(Referring expression pointing data)
※
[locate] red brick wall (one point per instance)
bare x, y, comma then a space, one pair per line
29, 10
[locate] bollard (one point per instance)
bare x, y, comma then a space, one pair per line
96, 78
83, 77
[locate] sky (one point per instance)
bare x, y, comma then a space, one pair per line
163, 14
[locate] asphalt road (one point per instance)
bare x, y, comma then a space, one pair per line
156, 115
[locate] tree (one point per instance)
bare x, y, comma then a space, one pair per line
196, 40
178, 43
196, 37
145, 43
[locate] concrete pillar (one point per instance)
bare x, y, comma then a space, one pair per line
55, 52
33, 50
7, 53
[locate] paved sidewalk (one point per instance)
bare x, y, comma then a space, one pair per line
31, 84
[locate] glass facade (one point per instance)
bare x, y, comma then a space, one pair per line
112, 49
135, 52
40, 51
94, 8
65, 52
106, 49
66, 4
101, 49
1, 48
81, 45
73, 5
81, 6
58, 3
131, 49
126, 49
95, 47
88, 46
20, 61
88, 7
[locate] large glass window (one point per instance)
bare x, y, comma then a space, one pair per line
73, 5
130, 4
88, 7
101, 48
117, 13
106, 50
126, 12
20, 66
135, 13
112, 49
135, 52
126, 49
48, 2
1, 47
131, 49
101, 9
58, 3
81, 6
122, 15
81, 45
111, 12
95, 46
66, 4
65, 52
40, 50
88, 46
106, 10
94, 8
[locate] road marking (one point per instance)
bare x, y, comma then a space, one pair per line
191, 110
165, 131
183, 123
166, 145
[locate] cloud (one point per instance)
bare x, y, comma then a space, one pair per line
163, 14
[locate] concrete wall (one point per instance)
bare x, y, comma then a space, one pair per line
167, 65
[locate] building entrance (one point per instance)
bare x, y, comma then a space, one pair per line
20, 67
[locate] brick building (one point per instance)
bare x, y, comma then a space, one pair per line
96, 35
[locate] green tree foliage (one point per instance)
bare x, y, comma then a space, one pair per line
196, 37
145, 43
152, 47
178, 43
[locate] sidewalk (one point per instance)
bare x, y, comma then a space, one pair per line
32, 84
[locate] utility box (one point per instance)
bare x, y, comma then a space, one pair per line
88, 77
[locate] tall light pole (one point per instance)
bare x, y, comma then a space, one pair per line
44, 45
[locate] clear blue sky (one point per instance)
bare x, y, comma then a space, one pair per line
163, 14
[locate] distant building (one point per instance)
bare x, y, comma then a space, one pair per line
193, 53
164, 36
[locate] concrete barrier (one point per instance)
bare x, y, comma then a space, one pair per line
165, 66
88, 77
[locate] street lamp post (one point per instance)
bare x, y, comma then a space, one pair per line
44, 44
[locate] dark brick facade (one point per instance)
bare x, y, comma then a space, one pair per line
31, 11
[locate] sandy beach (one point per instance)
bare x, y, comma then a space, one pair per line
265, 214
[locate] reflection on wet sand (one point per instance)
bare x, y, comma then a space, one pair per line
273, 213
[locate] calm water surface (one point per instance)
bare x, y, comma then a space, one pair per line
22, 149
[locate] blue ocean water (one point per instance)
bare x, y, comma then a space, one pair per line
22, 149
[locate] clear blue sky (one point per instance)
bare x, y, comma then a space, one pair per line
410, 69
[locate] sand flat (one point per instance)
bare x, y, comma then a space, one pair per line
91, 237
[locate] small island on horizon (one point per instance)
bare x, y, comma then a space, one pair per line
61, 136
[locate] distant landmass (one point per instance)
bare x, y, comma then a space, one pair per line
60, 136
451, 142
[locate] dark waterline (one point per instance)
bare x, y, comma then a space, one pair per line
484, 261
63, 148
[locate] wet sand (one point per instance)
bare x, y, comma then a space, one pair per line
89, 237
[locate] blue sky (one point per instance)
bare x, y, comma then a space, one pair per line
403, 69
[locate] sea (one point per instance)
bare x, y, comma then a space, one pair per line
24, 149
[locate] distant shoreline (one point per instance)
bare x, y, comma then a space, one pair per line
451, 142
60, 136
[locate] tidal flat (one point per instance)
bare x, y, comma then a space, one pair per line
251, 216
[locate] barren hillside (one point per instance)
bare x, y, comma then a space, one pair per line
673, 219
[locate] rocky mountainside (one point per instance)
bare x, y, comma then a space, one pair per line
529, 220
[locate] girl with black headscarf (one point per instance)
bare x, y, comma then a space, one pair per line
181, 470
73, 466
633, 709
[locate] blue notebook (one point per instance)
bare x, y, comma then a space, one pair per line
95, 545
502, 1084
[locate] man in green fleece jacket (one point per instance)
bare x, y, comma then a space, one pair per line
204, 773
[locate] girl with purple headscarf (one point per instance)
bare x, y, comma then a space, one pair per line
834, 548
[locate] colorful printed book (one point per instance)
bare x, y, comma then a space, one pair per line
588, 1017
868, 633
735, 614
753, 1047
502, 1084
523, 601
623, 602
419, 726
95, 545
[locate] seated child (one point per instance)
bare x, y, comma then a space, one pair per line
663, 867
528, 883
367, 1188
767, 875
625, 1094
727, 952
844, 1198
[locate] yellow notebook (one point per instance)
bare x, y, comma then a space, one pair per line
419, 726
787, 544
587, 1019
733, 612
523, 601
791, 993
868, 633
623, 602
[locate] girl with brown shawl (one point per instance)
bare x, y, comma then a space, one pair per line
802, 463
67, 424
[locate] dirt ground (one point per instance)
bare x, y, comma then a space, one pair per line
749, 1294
※
TASK DIRECTIONS:
Tally each line above that includes "concrete". Reply with the total only.

RESPONSE AREA:
3